#### [Extract to read]

=-=-=-=-=

Dealing with opioid overdoses one passerby at a time
The City of Cambridge, Massachusetts is considering installing “lock boxes” containing Narcan, also known as Naloxone. Individuals nearby could then administer the medication to people with drug overdoses who are found on the street. The possibility of this program began with a survey conducted by public health and safety officials to determine if people would stop to administer a dose of Narcan to a person they find unconscious on the street. In the survey a dummy was placed on the sidewalk for the person to respond to. The passerby would call an emergency dispatch center and be given a code to open the lock box containing Narcan. Currently police, fire and emergency medical personnel have Narcan with them for emergency administration. The initial survey has brought mixed results ranging from people who would stop and help without hesitation to others who expressed health concerns over contact with people who could have HIV or Hepatitis C as well as those who belief that these emergencies should be dealt with by police, fire and emergency medical personnel.

=-=-=-=-=

#### [Information shown]
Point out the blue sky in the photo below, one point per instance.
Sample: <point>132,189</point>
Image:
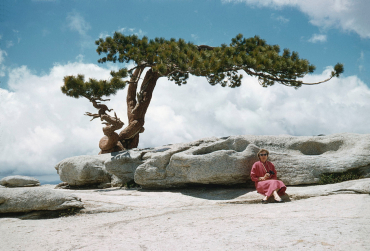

=-=-=-=-=

#### [Problem]
Print the Narcan lock box article in full, reproducing every word and mark unchanged. Work from the Narcan lock box article alone.

#### [Exercise solution]
Dealing with opioid overdoses one passerby at a time
The City of Cambridge, Massachusetts is considering installing “lock boxes” containing Narcan, also known as Naloxone. Individuals nearby could then administer the medication to people with drug overdoses who are found on the street. The possibility of this program began with a survey conducted by public health and safety officials to determine if people would stop to administer a dose of Narcan to a person they find unconscious on the street. In the survey a dummy was placed on the sidewalk for the person to respond to. The passerby would call an emergency dispatch center and be given a code to open the lock box containing Narcan. Currently police, fire and emergency medical personnel have Narcan with them for emergency administration. The initial survey has brought mixed results ranging from people who would stop and help without hesitation to others who expressed health concerns over contact with people who could have HIV or Hepatitis C as well as those who belief that these emergencies should be dealt with by police, fire and emergency medical personnel.